### DO THIS
Output this listing as a two-column CSV with the columns request and answer, one row for each request, placing its text and its answer each in a single quoted field with line breaks turned into spaces.

### INFORMATION GIVEN
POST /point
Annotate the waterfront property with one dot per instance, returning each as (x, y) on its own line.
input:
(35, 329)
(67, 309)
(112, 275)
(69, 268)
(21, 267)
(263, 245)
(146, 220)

### EXPECTED ANSWER
request,answer
"POST /point Annotate the waterfront property with one dot per instance, returning each as (x, y) on its own line. input:","(35, 329) (67, 309) (112, 275) (69, 268) (21, 267) (263, 245) (146, 220)"